Task details
Copy the records below word for word, from the line with "Would you point at the elderly" up to and including the line with "point(633, 179)".

Raw data
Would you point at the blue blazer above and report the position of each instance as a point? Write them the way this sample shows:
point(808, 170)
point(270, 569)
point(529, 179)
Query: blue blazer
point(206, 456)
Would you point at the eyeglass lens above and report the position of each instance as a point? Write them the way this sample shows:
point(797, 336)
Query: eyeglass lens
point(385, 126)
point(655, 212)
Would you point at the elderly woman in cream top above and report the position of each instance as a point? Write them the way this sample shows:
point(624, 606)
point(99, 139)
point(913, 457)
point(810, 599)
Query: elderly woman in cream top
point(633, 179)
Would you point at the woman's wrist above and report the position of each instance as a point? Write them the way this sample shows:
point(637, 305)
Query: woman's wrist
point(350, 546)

==

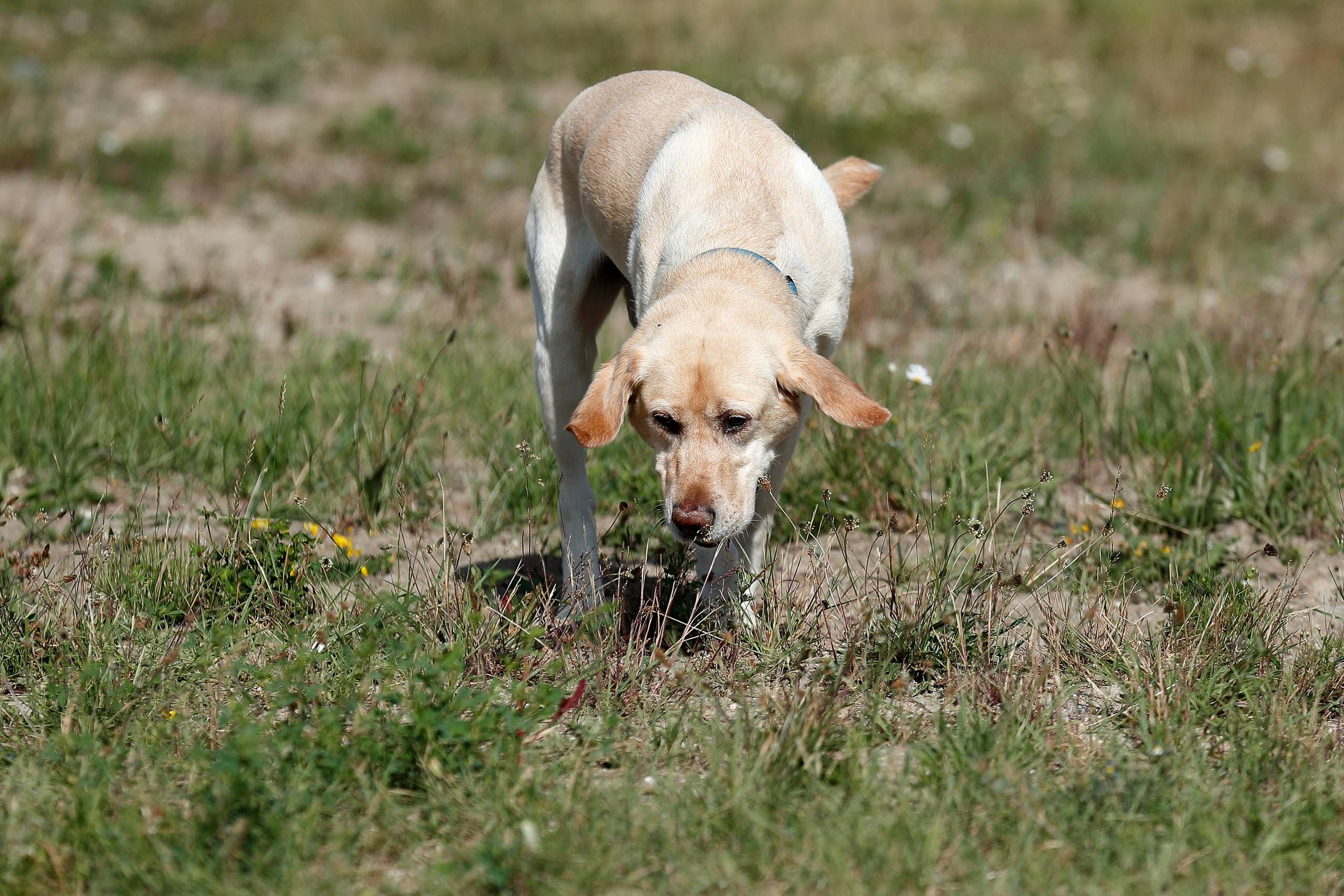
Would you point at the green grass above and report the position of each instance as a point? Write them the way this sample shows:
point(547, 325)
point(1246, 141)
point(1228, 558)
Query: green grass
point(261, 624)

Written response
Would you point at the elderly woman in cream top above and report the position of each instance as a point? Write them the way this sample shows:
point(624, 606)
point(99, 139)
point(913, 457)
point(810, 599)
Query: elderly woman in cream top
point(633, 179)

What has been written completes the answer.